Texto del documento>

Gaza, una guerra que Israel está perdiendo
Un alto el fuego en las condiciones actuales confirmaría la derrota de Israel, pero un ataque a Rafah también sería desastroso: para la población palestina y aún para Israel políticamente. Hay que resolver la raíz del problema.
A la espera de una palabra definitiva sobre el alto el fuego en Gaza, estos días pasamos en un abrir y cerrar de ojos de la convicción de que estamos a un paso del objetivo, a la desilusión y el miedo ante el desastre que supondría la invasión israelí de Rafah.
Evidentemente, todos esperamos que cese el uso de las armas, al menos durante un periodo en el que se puedan volver a encontrar una solución política; pero, siendo realistas, no es una tarea fácil y, por muy deseable que sea el alto el fuego, habría poco de lo que entusiasmarse porque, de todos modos, las perspectivas no son halagüeñas.
Las dificultades para llegar a un alto el fuego provienen de ambos bandos. Tenemos al primer ministro israelí, Benjamin Netanyahu, que se encuentra entre la espada y la pared: por un lado, están todos los países occidentales que tanto presionan para evitar el ataque a Rafah, hasta el punto de que Estados Unidos ha suspendido incluso el envío de armas. Del mismo lado están también los familiares de los rehenes y muchos israelíes que han salido a la calle en los últimos días, exigiendo en primer lugar la devolución de los rehenes y un acuerdo de paz. En el otro lado, Netanyahu debe contar con la extrema derecha -representada por los dos ministros Bezalel Smotrich e Itamar Ben Gvir- que hará caer al gobierno sin no se produce el ataque a Rafah. Además, si aceptara la perspectiva de una tregua definitiva, para Netanyahu sería la admisión de una derrota dado que el objetivo declarado de esta guerra es la eliminación de Hamás de Gaza: un desastre político y militar tras siete meses de una guerra sangrienta que ha ido aislando a Israel cada vez más internacionalmente.
En el otro frente, está claro que Hamás está jugando con las dificultades de Netanyahu y ha subido la apuesta anunciando su aceptación de un plan que prevé una tregua definitiva y la retirada total de las tropas israelíes de Gaza, condiciones que -como es fácil comprender- son imposibles de aceptar para el gobierno israelí. Y es que, habiendo arrinconado a Netanyahu, incluso políticamente, Hamás no tiene ningún interés en llegar a un compromiso con Israel.

Tareas del ejercicio>
A - Repite textualmente el fragmento del artículo sobre Gaza que va desde "Evidentemente, todos esperamos" hasta "no son halagüeñas.", con ambos extremos incluidos.
B - Prosigue el artículo sobre Gaza a partir del punto en que termina.
No hace falta consultar el listado.

Registros almacenados>

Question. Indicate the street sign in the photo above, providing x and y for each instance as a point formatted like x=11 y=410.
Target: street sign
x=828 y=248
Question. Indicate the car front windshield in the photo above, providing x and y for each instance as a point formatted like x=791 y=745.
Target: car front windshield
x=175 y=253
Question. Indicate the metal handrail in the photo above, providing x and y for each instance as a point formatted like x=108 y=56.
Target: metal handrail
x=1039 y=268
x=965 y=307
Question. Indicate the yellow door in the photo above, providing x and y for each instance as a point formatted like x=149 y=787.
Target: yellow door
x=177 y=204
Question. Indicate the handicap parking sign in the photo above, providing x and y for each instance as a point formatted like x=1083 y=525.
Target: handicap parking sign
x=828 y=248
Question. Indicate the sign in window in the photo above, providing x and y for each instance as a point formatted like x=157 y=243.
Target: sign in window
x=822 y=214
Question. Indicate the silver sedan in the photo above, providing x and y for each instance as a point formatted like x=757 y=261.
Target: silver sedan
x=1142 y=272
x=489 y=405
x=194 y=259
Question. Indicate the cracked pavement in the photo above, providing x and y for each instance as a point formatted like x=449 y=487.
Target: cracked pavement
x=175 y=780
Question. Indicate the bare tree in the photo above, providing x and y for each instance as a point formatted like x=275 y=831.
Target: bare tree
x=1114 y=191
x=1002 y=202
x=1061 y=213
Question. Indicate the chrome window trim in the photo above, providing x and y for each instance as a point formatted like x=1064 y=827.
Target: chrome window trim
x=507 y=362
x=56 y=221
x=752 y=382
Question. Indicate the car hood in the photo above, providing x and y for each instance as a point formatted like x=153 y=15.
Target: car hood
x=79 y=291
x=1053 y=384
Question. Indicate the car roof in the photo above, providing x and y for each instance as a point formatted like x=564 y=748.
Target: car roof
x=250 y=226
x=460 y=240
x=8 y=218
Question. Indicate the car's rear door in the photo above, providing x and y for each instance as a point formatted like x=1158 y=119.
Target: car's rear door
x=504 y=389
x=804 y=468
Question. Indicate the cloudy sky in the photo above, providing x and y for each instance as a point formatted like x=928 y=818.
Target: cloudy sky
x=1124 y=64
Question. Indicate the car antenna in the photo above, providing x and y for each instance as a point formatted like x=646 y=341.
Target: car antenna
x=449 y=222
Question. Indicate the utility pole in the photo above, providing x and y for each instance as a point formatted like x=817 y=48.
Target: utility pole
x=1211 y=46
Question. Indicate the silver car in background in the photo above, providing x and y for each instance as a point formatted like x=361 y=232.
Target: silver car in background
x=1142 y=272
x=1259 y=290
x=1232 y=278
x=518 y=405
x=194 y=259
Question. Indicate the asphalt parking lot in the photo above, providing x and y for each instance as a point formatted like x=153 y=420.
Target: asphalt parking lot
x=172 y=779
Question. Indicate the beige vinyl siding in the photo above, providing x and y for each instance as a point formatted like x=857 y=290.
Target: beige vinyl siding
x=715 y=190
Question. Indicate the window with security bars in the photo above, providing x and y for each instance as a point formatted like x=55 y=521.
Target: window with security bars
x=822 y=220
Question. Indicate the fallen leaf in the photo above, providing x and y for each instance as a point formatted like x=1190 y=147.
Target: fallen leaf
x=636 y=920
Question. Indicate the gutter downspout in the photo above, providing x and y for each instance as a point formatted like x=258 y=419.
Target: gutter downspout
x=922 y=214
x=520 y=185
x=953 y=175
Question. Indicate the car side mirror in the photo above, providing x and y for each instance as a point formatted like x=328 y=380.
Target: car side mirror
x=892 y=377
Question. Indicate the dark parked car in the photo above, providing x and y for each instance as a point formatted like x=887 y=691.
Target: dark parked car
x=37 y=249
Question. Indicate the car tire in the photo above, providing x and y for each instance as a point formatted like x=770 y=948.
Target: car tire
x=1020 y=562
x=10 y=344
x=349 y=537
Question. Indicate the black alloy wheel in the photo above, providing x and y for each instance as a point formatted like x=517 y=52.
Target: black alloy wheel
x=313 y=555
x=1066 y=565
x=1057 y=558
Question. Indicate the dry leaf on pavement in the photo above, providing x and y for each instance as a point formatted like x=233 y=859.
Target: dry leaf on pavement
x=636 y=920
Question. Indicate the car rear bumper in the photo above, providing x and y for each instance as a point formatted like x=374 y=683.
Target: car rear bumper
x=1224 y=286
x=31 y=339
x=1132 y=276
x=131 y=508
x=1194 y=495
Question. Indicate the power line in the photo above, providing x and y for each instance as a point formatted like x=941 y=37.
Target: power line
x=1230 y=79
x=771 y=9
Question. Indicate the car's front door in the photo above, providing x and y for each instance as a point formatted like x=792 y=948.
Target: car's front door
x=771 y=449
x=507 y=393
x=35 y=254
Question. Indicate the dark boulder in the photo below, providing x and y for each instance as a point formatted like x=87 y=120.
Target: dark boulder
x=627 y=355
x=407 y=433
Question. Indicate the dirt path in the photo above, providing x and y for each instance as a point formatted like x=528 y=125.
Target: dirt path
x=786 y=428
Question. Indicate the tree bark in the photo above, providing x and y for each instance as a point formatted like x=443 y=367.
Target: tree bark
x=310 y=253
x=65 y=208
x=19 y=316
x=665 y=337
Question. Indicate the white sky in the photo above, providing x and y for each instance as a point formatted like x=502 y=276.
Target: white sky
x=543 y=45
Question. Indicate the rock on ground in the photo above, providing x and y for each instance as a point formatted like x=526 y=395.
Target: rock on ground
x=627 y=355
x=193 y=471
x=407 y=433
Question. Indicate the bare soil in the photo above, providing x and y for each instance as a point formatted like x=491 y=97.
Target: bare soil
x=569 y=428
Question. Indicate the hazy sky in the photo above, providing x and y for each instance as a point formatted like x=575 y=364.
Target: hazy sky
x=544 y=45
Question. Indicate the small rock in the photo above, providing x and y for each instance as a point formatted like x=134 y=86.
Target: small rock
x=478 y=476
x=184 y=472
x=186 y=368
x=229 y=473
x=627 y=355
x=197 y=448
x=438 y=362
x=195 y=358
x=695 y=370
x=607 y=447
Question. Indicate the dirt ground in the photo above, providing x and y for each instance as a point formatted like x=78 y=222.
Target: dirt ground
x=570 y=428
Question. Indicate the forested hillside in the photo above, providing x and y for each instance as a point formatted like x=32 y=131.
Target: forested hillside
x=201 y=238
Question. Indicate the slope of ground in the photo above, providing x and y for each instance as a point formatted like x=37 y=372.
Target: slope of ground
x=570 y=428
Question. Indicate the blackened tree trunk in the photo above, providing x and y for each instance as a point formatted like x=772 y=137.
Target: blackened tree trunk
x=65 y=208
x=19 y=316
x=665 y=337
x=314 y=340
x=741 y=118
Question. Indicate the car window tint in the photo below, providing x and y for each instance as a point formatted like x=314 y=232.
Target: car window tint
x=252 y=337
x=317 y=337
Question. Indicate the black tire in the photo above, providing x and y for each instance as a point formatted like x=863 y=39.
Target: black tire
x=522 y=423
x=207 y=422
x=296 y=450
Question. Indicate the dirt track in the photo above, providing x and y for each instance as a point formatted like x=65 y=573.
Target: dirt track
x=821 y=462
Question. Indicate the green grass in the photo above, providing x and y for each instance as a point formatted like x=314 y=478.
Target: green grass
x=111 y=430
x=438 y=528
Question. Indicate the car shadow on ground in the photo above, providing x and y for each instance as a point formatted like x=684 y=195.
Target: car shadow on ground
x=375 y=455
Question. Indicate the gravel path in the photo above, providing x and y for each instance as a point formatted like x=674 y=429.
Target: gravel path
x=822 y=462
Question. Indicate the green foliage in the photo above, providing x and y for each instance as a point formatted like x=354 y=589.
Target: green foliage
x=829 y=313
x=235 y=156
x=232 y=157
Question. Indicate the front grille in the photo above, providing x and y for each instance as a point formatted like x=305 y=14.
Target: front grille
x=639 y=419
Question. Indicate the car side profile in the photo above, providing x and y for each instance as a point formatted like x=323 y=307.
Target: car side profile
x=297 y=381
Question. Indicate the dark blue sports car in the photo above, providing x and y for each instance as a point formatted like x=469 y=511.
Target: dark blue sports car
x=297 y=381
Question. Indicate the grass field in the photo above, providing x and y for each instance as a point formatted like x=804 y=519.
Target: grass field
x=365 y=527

Respuestas a tareas>
A -
Evidentemente, todos esperamos que cese el uso de las armas, al menos durante un periodo en el que se puedan volver a encontrar una solución política; pero, siendo realistas, no es una tarea fácil y, por muy deseable que sea el alto el fuego, habría poco de lo que entusiasmarse porque, de todos modos, las perspectivas no son halagüeñas.

B -
Por tanto, siendo realistas, hoy tenemos dos opciones: la primera es un alto el fuego que suene a derrota para el gobierno israelí, con la legitimación de la presencia de Hamás en Gaza. Es decir, con un partido-milicia que tiene como objetivo la aniquilación de Israel y que, a pesar de haber perdido parte de sus estructuras militares en los últimos meses, se ha fortalecido políticamente con el odio antiisraelí que la acción militar querida por Netanyahu ha contribuido a multiplicar: no sólo entre los palestinos, sino también en otros países islámicos y en el mundo, como demuestran las manifestaciones en Occidente.
Sin embargo, la alternativa al alto el fuego es el ataque israelí a Rafah, con todas las desastrosas consecuencias que conllevará, en primer lugar desde el punto de vista humanitario, pero también político-militar. La derrota y eliminación de Hamás sigue siendo muy improbable, como sugiere la experiencia de los últimos meses, pero las bajas y la destrucción aumentarán, y el plan de Israel una vez finalizada la ofensiva sigue sin estar claro. Al mismo tiempo, la destrucción de Rafah no hará sino alejar aún más a los aliados de Israel.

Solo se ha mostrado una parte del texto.